Given task A
According to the passage on attorney-client privilege, what must the parties do first when a dispute over privilege issues arises during litigation?
Given task B
Rewrite the portion of the passage on attorney-client privilege that opens with the words containing "California’s discovery statutes" and closes with "the attorney-client privilege.", swapping "under oath" for "at a deposition".
Given task C
Summarize the passage on attorney-client privilege in two sentences.

California’s discovery statutes enable a party to obtain relevant documents and electronically stored information in an adverse party’s possession, custody or control.  The party responding to a request for production may withhold documents and other information claimed to be privileged but must provide sufficient factual information for other parties to evaluate the merits of the privilege claim. Code of Civ. Proc. Section 2031.240.  A person questioned under oath is entitled to refuse to answer if the question requires the disclosure of information protected by the attorney-client privilege.   

Where a dispute over privilege issues arise during litigation, the parties are required to first meet and confer and attempt to resolve the dispute.   If the dispute cannot be resolved voluntarily through negotiation, the requesting party may file a motion with the Court to compel the other party to disclose or produce the disputed documents or other information.

Where a dispute concerning the attorney-client privilege arises in litigation, the court may conduct in-chambers review of the materials allegedly subject to the privilege and determine whether the privilege applies and whether the documents or other information should be provided to the requesting party.

In United States v. Zolin (1989) 491 U.S. 554, the United States Supreme Court addressed the issue of disclosure of privileged materials under the federal rules of evidence. The IRS sought to obtain two tapes of a church, which were held under seal in the custody of the California state court clerk. The IRS argued that the tapes fell within the crime/fraud exception to the attorney-client privilege claimed by the church.  The Supreme Court held that the material should be provided to the trial court for in-camera review and that disclosure to the court for purposes of determining the merits of a claim of privilege does not have the legal effect of terminating the privilege.

Waiver of the Attorney-Client Privilege

The attorney-client privilege “is waived if any holder of the privilege, without coercion, has disclosed a significant part of the communication or has consented to disclosure made by anyone.” Evid. Code section 912(a).  The attorney-client and work-product privileges can be waived by: 1) failing to assert the protection; 2) tendering certain issues; or 3) by conduct inconsistent with claiming the protection. BP Alaska Exploration, Inc. v. Superior Court (1988) 199 Cal.App.3d 1240, 1254, 1261.  

Work-product protection “is not waived except by a disclosure wholly inconsistent with the purpose of the privilege, which is to safeguard the attorney’s work product and trial preparation.” Raytheon Co. v. Superior Court (1989) 208 Cal.App.3d 683, 689.  Mere disclosure in deposition of the fact that a communication between client and attorney had occurred does not amount to disclosure of the specific content of that communication, and as such does not necessarily constitute a waiver of the privilege. Mitchell v. Superior Court (1984) 37 Cal.3d 591, 601-602. The attorney-client privilege is not waived by sharing documents during contract negotiations where the disclosure of documents was reasonably necessary to further the interests of both parties in finalizing negotiations. STI Outdoor v. Superior Court (2001) 91 Cal.App.4th 334, 341.

Implied Waiver – The “In Issue” Doctrine:  There is an implied waiver of the privilege when the client tenders an issue involving the substance or content of a protected communication. Implied waiver is limited to situations where the client has placed into issue the decisions, conclusions, and mental state of the attorney who will be called as a witness to prove such matters.  A client’s deliberate injection of the advice of counsel into a case waives the attorney-client privilege as to communications and documents relating to the advice. Mitchell v. Superior Court (1984) 37 Cal.3d 591, 606.

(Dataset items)
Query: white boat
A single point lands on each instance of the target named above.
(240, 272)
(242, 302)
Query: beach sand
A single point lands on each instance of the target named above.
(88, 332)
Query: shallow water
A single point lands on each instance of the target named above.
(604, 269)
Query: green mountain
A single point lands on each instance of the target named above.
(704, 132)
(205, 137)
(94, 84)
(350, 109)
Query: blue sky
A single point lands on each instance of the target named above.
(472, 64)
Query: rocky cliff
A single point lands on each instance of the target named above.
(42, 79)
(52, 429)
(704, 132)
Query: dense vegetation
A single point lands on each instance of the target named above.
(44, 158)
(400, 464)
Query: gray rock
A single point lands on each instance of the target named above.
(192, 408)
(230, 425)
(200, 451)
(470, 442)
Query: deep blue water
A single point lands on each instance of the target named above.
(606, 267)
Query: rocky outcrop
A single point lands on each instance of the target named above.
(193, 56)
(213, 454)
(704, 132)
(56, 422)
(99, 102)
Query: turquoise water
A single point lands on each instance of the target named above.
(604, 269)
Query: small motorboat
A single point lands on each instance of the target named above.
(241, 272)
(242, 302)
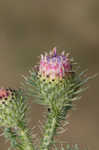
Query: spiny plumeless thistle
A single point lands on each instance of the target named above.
(56, 83)
(12, 119)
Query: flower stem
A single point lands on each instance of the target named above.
(49, 132)
(25, 139)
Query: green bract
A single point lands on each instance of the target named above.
(12, 108)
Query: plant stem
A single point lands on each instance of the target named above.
(49, 132)
(25, 139)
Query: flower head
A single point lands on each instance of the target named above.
(6, 95)
(54, 66)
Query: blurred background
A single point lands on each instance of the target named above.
(28, 28)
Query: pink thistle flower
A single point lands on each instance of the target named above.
(54, 66)
(6, 95)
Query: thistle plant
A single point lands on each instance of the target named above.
(54, 83)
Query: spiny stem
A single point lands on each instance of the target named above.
(49, 132)
(25, 139)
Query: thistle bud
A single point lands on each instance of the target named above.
(54, 66)
(10, 107)
(6, 96)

Exercise solution A
They must first meet and confer and attempt to resolve the dispute.

Exercise solution B
California’s discovery statutes enable a party to obtain relevant documents and electronically stored information in an adverse party’s possession, custody or control.  The party responding to a request for production may withhold documents and other information claimed to be privileged but must provide sufficient factual information for other parties to evaluate the merits of the privilege claim. Code of Civ. Proc. Section 2031.240.  A person questioned at a deposition is entitled to refuse to answer if the question requires the disclosure of information protected by the attorney-client privilege.

Exercise solution C
California discovery law lets a party obtain relevant documents from an adverse party, while the responding party may withhold privileged material if it provides enough facts to evaluate the claim, and privilege disputes go first to a meet-and-confer, then possibly to a motion to compel and in-chambers review by the court. The attorney-client privilege can be waived by disclosing a significant part of a communication, failing to assert the protection, tendering certain issues, or acting inconsistently with the protection, and a client who deliberately injects counsel's advice into a case waives the privilege as to that advice.